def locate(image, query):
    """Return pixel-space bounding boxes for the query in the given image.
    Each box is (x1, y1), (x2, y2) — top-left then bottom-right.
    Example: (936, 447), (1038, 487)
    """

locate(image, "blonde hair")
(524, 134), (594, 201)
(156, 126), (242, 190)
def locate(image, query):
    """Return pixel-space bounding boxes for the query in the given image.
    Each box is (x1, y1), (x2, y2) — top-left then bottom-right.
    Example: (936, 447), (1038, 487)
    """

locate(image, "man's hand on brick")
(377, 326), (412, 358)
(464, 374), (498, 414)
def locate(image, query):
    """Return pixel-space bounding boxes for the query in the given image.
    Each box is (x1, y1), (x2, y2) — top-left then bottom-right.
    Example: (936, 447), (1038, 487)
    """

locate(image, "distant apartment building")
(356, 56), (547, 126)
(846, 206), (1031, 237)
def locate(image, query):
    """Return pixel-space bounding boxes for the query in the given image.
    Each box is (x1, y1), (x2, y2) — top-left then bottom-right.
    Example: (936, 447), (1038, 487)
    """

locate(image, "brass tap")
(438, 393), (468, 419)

*-*-*

Arrange all of the lines above as a numbered list, omitting any blank lines.

◆ **Written answer**
1. def locate(image, query):
2.     """Return pixel-space bounding boxes for the query in the given image.
3.     Each box is (x1, y1), (x2, y2) — top-left then bottom-right.
4.     Example: (936, 447), (1038, 487)
5.     """
6. locate(image, "blonde hair")
7. (524, 134), (594, 201)
8. (156, 126), (242, 190)
9. def locate(image, query):
10.     """Return pixel-space bounding boxes for the query in the given image.
11.     Each box is (x1, y1), (x2, y2) — top-left then bottom-right.
12.     Example: (936, 447), (1038, 487)
13.     """
14. locate(image, "man's hand on brick")
15. (377, 326), (412, 358)
16. (464, 374), (498, 414)
17. def locate(image, query):
18.     """Return pixel-space bounding boxes for the query in the given image.
19.     Each box is (x1, y1), (x2, y2) — top-left then bottom-right.
20.     Example: (936, 447), (1038, 487)
21.     """
22. locate(image, "distant apartment building")
23. (356, 56), (547, 126)
24. (846, 206), (1031, 237)
25. def locate(image, query):
26.     """Return pixel-space bounding boxes for the query in the given image.
27.     Each box is (x1, y1), (x2, y2) — top-left then bottom-right.
28.     Example: (936, 447), (1038, 487)
29.     """
30. locate(image, "brass tap")
31. (438, 393), (468, 419)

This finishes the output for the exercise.